▶ **EXERCISE**
Reproduce the passage on the rapid STI test grant from "The digital value" up to and including "health clinical practice.", substituting "online value assessment tool" for "digital value proposition tool" wherever it occurs.

▶ **PASSAGE PROVIDED**
'''

Work to begin on collating evidence base for deployment of novel rapid sexually transmitted infection test
Aquarius Population Health has been awarded an 18-month Innovate UK grant totalling £2m to develop evidence to support the adoption of a new rapid diagnostic test for sexually transmitted infections (STIs)
Working in collaboration with Atlas Genetics and the Applied Diagnostic Research and Evaluation Unit at St George’s University of London; they will develop evidence for health services to support the introduction of the new, 30-minute test that can diagnose multiple infections including chlamydia and gonorrhoea – infections that could take up to a week to diagnose using current laboratory testing systems.
Dr Mike Harvey and Dr Susie Huntington from Aquarius Population Health will be leading the work, mapping patient pathways within sexual health clinics and building a digital value proposition tool.
Understanding the patient pathway facilitates thinking about new and better ways of delivering care and optimising resources for clinics.
The digital value proposition tool will enable UK-based sexual health services to anticipate the potential benefits, costs and cost-effectiveness of adopting the new test. It will also quantify the impact on patients, sexual health services and on public health more broadly.
Dr Elisabeth Adams, managing director of Aquarius Population Health, said: “We are very excited to collaborate on this Innovate UK funded project.
“We’re convinced that our innovative digital value proposition tool will help sexual health clinics in their commissioning and adoption of this new technology.”
Dr John Clarkson, chief executive Atlas Genetics, added: “We are delighted to have been selected for this substantial follow-on contract.
“The work being done by this collaboration will enable us to better understand how best to integrate our io system into UK sexual health clinical practice.
Innovate UK’s commitment to introducing new, pioneering approaches to healthcare validates both our technology and our leading role in molecular diagnostics.”

'''

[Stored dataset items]
'''

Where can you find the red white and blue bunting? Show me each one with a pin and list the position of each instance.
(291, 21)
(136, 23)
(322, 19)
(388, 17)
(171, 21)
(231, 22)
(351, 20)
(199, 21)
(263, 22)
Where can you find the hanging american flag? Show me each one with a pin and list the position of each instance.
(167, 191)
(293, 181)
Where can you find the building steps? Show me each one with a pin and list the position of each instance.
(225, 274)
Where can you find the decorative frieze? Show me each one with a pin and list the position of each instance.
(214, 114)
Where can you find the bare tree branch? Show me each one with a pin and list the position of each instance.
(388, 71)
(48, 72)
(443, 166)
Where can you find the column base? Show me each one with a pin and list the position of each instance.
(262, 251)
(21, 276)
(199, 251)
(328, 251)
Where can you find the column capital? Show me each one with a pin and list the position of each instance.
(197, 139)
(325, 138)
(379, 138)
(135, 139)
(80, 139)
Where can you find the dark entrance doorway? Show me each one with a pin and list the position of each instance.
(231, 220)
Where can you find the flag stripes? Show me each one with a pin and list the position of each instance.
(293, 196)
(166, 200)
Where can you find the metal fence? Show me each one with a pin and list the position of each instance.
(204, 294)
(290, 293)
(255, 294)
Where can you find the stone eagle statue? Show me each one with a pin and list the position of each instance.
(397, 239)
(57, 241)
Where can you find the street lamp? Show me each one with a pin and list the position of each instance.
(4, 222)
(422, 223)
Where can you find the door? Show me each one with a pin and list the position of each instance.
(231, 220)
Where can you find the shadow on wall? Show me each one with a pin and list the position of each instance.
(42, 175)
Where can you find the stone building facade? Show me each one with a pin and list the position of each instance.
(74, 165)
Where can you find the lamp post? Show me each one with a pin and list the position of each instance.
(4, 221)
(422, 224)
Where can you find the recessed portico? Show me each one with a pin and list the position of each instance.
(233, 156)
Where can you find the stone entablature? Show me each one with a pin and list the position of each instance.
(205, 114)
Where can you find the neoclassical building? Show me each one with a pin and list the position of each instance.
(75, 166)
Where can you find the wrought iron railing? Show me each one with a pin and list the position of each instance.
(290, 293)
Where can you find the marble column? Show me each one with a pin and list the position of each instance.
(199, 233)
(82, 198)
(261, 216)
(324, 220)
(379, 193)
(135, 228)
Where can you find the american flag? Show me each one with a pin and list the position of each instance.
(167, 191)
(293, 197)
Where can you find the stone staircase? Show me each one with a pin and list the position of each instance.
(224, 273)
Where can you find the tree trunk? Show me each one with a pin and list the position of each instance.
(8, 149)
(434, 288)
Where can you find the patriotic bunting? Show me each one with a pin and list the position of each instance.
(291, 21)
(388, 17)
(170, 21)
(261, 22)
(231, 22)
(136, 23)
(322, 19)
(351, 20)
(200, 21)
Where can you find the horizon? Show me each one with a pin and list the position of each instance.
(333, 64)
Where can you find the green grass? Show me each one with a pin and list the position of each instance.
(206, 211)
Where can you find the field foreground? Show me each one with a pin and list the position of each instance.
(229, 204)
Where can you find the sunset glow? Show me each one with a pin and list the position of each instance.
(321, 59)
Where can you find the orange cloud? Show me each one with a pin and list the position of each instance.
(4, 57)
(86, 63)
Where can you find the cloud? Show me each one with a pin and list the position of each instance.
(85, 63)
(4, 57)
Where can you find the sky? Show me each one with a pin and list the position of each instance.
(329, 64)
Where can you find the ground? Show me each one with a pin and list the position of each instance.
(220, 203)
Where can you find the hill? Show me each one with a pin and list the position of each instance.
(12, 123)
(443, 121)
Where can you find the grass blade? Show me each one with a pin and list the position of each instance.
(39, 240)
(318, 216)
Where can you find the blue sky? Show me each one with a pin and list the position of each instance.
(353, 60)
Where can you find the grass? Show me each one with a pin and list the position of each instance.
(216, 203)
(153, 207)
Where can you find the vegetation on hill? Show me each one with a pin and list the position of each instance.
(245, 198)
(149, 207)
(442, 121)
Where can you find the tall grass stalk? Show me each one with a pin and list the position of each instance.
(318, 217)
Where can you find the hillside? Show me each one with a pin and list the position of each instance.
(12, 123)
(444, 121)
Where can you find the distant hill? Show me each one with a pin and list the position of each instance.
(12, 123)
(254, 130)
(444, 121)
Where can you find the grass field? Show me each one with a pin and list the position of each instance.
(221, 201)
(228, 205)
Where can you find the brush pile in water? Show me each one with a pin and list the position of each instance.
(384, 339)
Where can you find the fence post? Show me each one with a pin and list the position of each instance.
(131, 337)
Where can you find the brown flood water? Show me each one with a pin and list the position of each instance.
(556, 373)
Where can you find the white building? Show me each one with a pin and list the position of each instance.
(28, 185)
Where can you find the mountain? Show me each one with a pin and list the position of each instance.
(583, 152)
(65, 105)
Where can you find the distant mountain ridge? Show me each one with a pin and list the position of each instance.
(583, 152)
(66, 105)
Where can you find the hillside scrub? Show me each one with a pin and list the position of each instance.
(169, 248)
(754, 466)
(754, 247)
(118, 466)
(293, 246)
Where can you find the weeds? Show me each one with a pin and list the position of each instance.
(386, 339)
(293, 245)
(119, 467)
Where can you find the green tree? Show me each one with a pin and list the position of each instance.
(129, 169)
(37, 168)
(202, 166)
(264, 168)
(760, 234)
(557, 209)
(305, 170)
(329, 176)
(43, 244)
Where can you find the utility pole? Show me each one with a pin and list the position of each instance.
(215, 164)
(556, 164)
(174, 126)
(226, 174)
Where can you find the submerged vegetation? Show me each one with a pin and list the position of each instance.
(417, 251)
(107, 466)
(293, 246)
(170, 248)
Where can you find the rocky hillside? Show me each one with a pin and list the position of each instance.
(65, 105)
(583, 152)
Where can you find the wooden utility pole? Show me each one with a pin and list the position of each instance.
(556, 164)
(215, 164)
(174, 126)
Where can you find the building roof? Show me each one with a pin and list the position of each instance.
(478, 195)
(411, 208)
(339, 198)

'''

▶ **SOLVED EXERCISE**
The online value assessment tool will enable UK-based sexual health services to anticipate the potential benefits, costs and cost-effectiveness of adopting the new test. It will also quantify the impact on patients, sexual health services and on public health more broadly.
Dr Elisabeth Adams, managing director of Aquarius Population Health, said: “We are very excited to collaborate on this Innovate UK funded project.
“We’re convinced that our innovative online value assessment tool will help sexual health clinics in their commissioning and adoption of this new technology.”
Dr John Clarkson, chief executive Atlas Genetics, added: “We are delighted to have been selected for this substantial follow-on contract.
“The work being done by this collaboration will enable us to better understand how best to integrate our io system into UK sexual health clinical practice.